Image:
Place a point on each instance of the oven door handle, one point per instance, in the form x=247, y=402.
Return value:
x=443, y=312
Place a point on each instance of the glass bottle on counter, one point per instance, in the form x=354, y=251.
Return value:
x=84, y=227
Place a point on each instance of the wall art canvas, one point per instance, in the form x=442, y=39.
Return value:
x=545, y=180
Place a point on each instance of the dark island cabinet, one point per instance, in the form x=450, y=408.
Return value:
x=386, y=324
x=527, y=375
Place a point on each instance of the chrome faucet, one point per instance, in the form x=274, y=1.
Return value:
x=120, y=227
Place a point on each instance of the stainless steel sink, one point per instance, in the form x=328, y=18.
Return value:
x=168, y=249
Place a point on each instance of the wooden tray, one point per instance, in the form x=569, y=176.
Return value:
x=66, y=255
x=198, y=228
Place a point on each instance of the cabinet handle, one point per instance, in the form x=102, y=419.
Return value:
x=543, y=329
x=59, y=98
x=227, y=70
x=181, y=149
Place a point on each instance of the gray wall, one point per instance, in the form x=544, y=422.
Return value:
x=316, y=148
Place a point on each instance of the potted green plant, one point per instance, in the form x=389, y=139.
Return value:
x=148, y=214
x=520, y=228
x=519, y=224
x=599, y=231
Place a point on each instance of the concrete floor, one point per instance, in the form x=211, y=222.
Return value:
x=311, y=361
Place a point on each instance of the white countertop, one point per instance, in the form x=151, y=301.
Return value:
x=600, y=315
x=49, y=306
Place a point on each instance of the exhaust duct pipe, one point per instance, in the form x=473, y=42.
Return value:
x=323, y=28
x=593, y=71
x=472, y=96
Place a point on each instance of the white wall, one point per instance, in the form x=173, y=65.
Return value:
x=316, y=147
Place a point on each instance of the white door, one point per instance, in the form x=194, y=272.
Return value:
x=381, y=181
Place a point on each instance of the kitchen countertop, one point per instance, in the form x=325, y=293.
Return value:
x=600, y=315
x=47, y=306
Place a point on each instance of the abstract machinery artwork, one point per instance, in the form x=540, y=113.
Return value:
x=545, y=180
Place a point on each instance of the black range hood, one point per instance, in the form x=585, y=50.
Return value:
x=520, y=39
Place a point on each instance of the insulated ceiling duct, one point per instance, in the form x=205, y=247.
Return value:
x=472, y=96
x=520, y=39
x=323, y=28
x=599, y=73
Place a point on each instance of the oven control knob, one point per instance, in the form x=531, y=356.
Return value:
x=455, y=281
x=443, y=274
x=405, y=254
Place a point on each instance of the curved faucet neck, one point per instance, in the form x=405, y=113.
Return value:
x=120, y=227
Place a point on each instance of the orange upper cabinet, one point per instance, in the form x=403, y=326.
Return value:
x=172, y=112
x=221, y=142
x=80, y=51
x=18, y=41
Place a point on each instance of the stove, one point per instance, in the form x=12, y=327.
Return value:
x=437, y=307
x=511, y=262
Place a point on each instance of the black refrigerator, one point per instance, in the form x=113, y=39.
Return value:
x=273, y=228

## Work task:
Each line holding "faucet" should be copied from the material above.

## Answer box:
Place a point on each instance of the chrome faucet, one point per instance, in the form x=274, y=1.
Place a point on each instance of the curved faucet neck, one point per instance, in the form x=405, y=113.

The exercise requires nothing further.